▶ [EXERCISE DIRECTIONS]: Here the job is to print all of the entries below verbatim and leave out any picture.

▶ [SOURCE MATERIAL]:

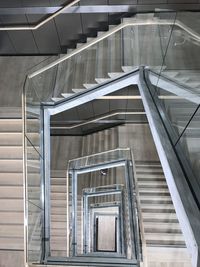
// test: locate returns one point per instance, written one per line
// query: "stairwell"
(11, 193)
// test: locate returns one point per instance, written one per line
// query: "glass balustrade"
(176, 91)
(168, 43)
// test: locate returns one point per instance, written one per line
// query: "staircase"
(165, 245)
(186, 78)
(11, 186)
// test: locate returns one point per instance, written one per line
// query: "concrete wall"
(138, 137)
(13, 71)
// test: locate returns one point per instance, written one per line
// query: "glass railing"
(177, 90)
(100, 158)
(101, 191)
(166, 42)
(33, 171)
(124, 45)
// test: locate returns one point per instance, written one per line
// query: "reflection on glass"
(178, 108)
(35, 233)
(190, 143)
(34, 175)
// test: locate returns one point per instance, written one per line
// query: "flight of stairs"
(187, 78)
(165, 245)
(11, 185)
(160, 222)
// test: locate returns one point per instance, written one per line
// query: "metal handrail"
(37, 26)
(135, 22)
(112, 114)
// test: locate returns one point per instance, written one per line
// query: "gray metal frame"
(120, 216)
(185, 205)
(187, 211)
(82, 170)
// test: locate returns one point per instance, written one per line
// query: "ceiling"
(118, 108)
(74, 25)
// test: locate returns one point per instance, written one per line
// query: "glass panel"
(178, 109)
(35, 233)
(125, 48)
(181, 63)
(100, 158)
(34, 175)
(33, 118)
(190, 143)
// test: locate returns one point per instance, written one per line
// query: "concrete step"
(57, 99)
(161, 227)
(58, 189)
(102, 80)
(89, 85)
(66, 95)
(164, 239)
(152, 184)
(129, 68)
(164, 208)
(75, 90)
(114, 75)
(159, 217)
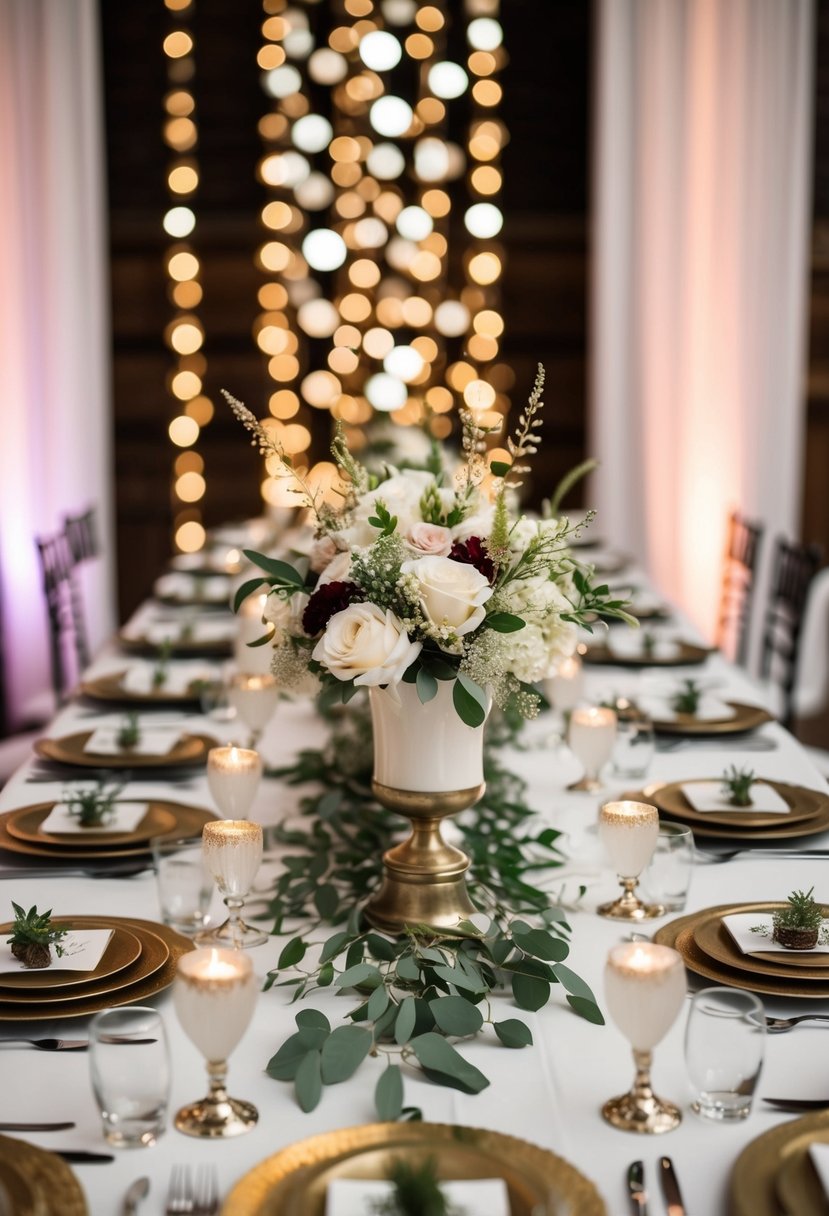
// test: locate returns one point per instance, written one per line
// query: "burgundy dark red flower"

▶ [SOLUTION TO THE PROBLEM]:
// test: locate returns one point per instance, written one per line
// query: "stairwell"
(11, 193)
// test: locate returns one point per instance, written one per line
// query: "glass balustrade"
(176, 91)
(168, 43)
// test: locate returns one point per instance, written one per line
// query: "staircase"
(165, 245)
(186, 78)
(11, 186)
// test: locate returns one point per instance, written one per line
// query: "concrete wall"
(138, 137)
(13, 71)
// test: locate returns one point per instance, written one per line
// query: "glass railing"
(177, 90)
(100, 158)
(101, 191)
(166, 42)
(33, 171)
(124, 45)
// test: locate returns one point per instance, written one per line
// query: "reflection on glass"
(178, 108)
(35, 233)
(190, 143)
(34, 175)
// test: locate returns one point per instance, written one per line
// query: "flight of stairs"
(187, 78)
(165, 245)
(11, 185)
(160, 222)
// test: locate returns one point per instance, written one per line
// query: "metal handrail"
(37, 26)
(135, 22)
(112, 114)
// test: locate returns one point per instance, written one per line
// query: "gray metal frame"
(120, 216)
(185, 205)
(187, 211)
(82, 170)
// test: locate returns one point per instance, written one per line
// query: "ceiling"
(118, 108)
(74, 25)
// test: locate returns one point per instance, written one per line
// query: "glass panel"
(178, 109)
(35, 233)
(125, 48)
(181, 63)
(100, 158)
(34, 175)
(33, 118)
(190, 143)
// test: locate returns one point per instance, written one per line
// query: "concrete step"
(57, 99)
(161, 227)
(58, 189)
(102, 80)
(89, 85)
(66, 95)
(164, 239)
(152, 184)
(129, 68)
(164, 208)
(75, 90)
(114, 75)
(159, 217)
// test: locate returns one point per instance, written one per line
// query: "burgundy dark red flower"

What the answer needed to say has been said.